#### EXERCISE DATA:
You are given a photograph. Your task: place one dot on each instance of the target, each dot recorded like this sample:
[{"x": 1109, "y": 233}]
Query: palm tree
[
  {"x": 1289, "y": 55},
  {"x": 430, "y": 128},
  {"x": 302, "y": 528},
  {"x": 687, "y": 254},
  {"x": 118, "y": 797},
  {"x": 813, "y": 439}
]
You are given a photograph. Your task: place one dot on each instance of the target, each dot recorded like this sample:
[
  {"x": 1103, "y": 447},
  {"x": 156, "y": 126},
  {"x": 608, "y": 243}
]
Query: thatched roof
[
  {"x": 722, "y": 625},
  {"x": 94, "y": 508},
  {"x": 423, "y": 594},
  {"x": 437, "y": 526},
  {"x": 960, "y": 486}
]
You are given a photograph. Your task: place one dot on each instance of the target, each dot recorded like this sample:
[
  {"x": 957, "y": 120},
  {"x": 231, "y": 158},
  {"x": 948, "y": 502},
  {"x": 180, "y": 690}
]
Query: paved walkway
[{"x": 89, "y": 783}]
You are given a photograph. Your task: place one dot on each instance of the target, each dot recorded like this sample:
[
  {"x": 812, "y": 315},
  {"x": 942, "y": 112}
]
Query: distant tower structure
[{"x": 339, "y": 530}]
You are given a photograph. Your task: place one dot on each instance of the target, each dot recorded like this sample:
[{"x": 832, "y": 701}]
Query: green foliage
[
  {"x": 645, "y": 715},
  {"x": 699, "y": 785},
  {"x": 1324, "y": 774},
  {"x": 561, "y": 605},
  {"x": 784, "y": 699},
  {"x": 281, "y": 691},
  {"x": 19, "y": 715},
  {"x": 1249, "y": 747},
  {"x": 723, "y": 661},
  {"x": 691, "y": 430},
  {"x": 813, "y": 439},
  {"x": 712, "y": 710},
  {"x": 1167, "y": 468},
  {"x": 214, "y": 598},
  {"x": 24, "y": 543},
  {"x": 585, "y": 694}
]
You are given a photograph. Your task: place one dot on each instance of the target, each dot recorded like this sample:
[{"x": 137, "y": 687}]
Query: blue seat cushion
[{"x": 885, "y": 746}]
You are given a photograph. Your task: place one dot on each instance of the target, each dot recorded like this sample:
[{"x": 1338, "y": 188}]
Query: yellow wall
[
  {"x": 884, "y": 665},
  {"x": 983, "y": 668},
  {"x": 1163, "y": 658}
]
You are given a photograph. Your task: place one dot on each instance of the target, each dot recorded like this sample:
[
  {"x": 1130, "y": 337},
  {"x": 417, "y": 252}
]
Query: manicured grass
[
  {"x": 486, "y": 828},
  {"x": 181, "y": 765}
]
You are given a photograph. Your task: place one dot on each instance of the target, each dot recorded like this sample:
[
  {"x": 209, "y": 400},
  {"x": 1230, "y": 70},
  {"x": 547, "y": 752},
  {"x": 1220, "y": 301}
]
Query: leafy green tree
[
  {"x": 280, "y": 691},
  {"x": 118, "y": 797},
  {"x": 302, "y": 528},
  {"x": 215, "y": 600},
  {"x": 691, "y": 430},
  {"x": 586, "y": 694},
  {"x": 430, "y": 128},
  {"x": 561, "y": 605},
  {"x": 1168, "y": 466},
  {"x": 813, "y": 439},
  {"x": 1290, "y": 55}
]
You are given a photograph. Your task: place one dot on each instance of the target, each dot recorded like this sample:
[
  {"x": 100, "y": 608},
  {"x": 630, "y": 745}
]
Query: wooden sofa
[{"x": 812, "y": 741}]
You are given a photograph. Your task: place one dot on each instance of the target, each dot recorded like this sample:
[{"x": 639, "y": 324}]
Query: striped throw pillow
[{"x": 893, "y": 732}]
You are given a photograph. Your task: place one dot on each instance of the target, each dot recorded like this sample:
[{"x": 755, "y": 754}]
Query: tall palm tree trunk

#### TASK TO COMPLETE:
Would you write out the data exactly as it reads?

#### RESPONSE FOR THIS EXERCISE:
You are given a photograph. Your task: place one dot on each instance of the target, each dot recorded like this sample:
[{"x": 1109, "y": 233}]
Query: palm tree
[
  {"x": 1289, "y": 55},
  {"x": 430, "y": 128},
  {"x": 302, "y": 528},
  {"x": 687, "y": 254},
  {"x": 118, "y": 797},
  {"x": 813, "y": 439}
]
You are given a photograph. Your task: place one dot on each instance of the target, each dot recorded like this sample:
[
  {"x": 1103, "y": 447},
  {"x": 156, "y": 126},
  {"x": 608, "y": 243}
]
Query: thatched roof
[
  {"x": 722, "y": 625},
  {"x": 94, "y": 508},
  {"x": 423, "y": 594},
  {"x": 437, "y": 526},
  {"x": 960, "y": 486}
]
You are given a photograph. Your task: place one dot on each instance of the target, each dot recorded like this sample:
[
  {"x": 957, "y": 120},
  {"x": 231, "y": 158},
  {"x": 948, "y": 502},
  {"x": 180, "y": 690}
]
Query: paved walkway
[{"x": 89, "y": 783}]
You are given a photograph. Your task: place one dot on each instance of the target, each dot recorded like this sample:
[
  {"x": 812, "y": 315},
  {"x": 942, "y": 112}
]
Query: distant tower structure
[{"x": 339, "y": 530}]
You are given a photograph. Your task: place one dot on each instance of the target, each dot recorded like this sample:
[{"x": 832, "y": 701}]
Query: green foliage
[
  {"x": 645, "y": 715},
  {"x": 699, "y": 785},
  {"x": 1324, "y": 774},
  {"x": 561, "y": 605},
  {"x": 784, "y": 699},
  {"x": 281, "y": 691},
  {"x": 19, "y": 715},
  {"x": 1249, "y": 747},
  {"x": 723, "y": 661},
  {"x": 691, "y": 430},
  {"x": 813, "y": 439},
  {"x": 712, "y": 710},
  {"x": 1167, "y": 468},
  {"x": 214, "y": 598},
  {"x": 24, "y": 543},
  {"x": 585, "y": 694}
]
You are given a photograph. Your task: place one dot on each instance of the target, each dot recorded like this sample:
[{"x": 137, "y": 687}]
Query: blue seat cushion
[{"x": 885, "y": 746}]
You are given a photograph. Your task: place one dot on each instance of the target, each dot recorded like this sample:
[{"x": 1338, "y": 188}]
Query: yellow wall
[
  {"x": 884, "y": 665},
  {"x": 983, "y": 668},
  {"x": 1163, "y": 658}
]
You are given a photograph. Your task: place one dot on each instance of the target, each dot recorded like this sample:
[
  {"x": 1130, "y": 337},
  {"x": 417, "y": 252}
]
Query: manicured grass
[
  {"x": 486, "y": 828},
  {"x": 181, "y": 765}
]
You are given a photograph. Your task: place one dot on each instance of the target, each dot recorded like this sample:
[
  {"x": 209, "y": 400},
  {"x": 1230, "y": 70},
  {"x": 547, "y": 752},
  {"x": 1220, "y": 301}
]
Query: leafy green tree
[
  {"x": 280, "y": 691},
  {"x": 118, "y": 797},
  {"x": 302, "y": 528},
  {"x": 215, "y": 600},
  {"x": 691, "y": 430},
  {"x": 586, "y": 694},
  {"x": 430, "y": 128},
  {"x": 561, "y": 605},
  {"x": 1168, "y": 466},
  {"x": 813, "y": 439},
  {"x": 1290, "y": 55}
]
You are given a photograph. Your task: place one dot on each instance of the target, each dot recorded like this sample:
[
  {"x": 100, "y": 608},
  {"x": 630, "y": 745}
]
Query: wooden sofa
[{"x": 812, "y": 741}]
You are given a photograph. Your task: place one dot on each instance of the target, each dot recorded like this sample:
[{"x": 639, "y": 324}]
Query: striped throw pillow
[{"x": 893, "y": 732}]
You are given a photograph. Your task: place one dot on each instance of the target, each dot recorded like this sample:
[{"x": 755, "y": 754}]
Query: tall palm tree trunk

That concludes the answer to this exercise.